» **THE RECORDS**:
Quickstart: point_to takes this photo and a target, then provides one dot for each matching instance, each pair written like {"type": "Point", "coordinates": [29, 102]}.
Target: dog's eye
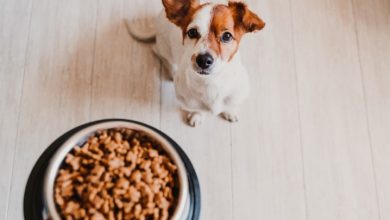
{"type": "Point", "coordinates": [193, 33]}
{"type": "Point", "coordinates": [226, 37]}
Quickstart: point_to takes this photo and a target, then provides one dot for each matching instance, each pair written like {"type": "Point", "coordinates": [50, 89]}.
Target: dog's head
{"type": "Point", "coordinates": [211, 33]}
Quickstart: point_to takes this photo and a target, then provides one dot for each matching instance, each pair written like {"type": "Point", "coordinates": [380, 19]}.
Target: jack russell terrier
{"type": "Point", "coordinates": [198, 45]}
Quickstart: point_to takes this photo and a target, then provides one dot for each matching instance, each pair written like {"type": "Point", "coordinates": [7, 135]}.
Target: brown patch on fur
{"type": "Point", "coordinates": [181, 12]}
{"type": "Point", "coordinates": [245, 19]}
{"type": "Point", "coordinates": [235, 18]}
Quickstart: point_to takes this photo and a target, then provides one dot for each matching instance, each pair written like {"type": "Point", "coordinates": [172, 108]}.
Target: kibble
{"type": "Point", "coordinates": [117, 174]}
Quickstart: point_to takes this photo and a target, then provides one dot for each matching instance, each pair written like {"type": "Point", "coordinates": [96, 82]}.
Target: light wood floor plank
{"type": "Point", "coordinates": [13, 42]}
{"type": "Point", "coordinates": [56, 88]}
{"type": "Point", "coordinates": [373, 32]}
{"type": "Point", "coordinates": [336, 149]}
{"type": "Point", "coordinates": [266, 157]}
{"type": "Point", "coordinates": [126, 75]}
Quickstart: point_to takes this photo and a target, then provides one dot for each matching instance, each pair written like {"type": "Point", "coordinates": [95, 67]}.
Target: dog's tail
{"type": "Point", "coordinates": [146, 37]}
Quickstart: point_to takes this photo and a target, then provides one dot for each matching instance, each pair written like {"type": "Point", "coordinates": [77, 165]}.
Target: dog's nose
{"type": "Point", "coordinates": [204, 61]}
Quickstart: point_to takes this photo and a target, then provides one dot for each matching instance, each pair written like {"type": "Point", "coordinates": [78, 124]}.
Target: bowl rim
{"type": "Point", "coordinates": [81, 136]}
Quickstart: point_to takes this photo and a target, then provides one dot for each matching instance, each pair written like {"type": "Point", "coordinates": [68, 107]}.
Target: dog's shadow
{"type": "Point", "coordinates": [118, 76]}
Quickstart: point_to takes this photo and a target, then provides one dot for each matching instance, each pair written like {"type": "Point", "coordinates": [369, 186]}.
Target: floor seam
{"type": "Point", "coordinates": [19, 109]}
{"type": "Point", "coordinates": [357, 42]}
{"type": "Point", "coordinates": [299, 112]}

» **EXERCISE BRIEF**:
Give the records again exactly, without pictures.

» **REPLY TO THE TASK**:
Quickstart: point_to takes this photo and a target, then provides one dot for each matching instance, each pair written like {"type": "Point", "coordinates": [29, 102]}.
Target: dog's eye
{"type": "Point", "coordinates": [193, 33]}
{"type": "Point", "coordinates": [226, 37]}
Quickstart: point_to takes this photo and a target, then provides one dot for each matching instance, each pair written like {"type": "Point", "coordinates": [50, 89]}.
Target: dog's head
{"type": "Point", "coordinates": [211, 33]}
Quickstart: point_to takes this photo and a target, then provides one dot for each matching instance, each pair written like {"type": "Point", "coordinates": [380, 19]}.
Target: jack russell terrier
{"type": "Point", "coordinates": [198, 45]}
Quickstart: point_to takes this photo and a target, then provides one dot for each matching instance, each pair written like {"type": "Point", "coordinates": [7, 135]}.
Target: brown patch on fur
{"type": "Point", "coordinates": [181, 12]}
{"type": "Point", "coordinates": [245, 19]}
{"type": "Point", "coordinates": [235, 18]}
Quickstart: point_to takes this photo and a target, then provides one dot for each matching instance, each pair written like {"type": "Point", "coordinates": [172, 108]}.
Target: kibble
{"type": "Point", "coordinates": [117, 174]}
Quickstart: point_to takes this photo and a target, then provides one dot for each matching instance, each pair written like {"type": "Point", "coordinates": [96, 82]}.
Target: light wood floor plank
{"type": "Point", "coordinates": [13, 42]}
{"type": "Point", "coordinates": [56, 88]}
{"type": "Point", "coordinates": [373, 32]}
{"type": "Point", "coordinates": [336, 149]}
{"type": "Point", "coordinates": [266, 157]}
{"type": "Point", "coordinates": [126, 75]}
Quickstart: point_to takes this photo and a target, then provides one dot for each matching instance, each pair written like {"type": "Point", "coordinates": [95, 67]}.
Target: dog's tail
{"type": "Point", "coordinates": [146, 37]}
Quickstart: point_to takes this photo and a target, then provides one dot for each matching instance, each pair written like {"type": "Point", "coordinates": [77, 165]}.
Target: dog's nose
{"type": "Point", "coordinates": [204, 61]}
Quickstart: point_to takes this photo and a target, then provides one dot for each matching instance, each pair written like {"type": "Point", "coordinates": [78, 124]}.
Target: bowl rim
{"type": "Point", "coordinates": [81, 136]}
Quickstart: point_to takes this photo and a target, then provides one dot for each matching instance, each pair written like {"type": "Point", "coordinates": [68, 107]}.
Target: dog's shadow
{"type": "Point", "coordinates": [118, 76]}
Quickstart: point_to takes this photo and a target, then provides one dot for each matching instance, each pair written like {"type": "Point", "coordinates": [369, 186]}.
Target: floor seam
{"type": "Point", "coordinates": [19, 109]}
{"type": "Point", "coordinates": [357, 42]}
{"type": "Point", "coordinates": [299, 112]}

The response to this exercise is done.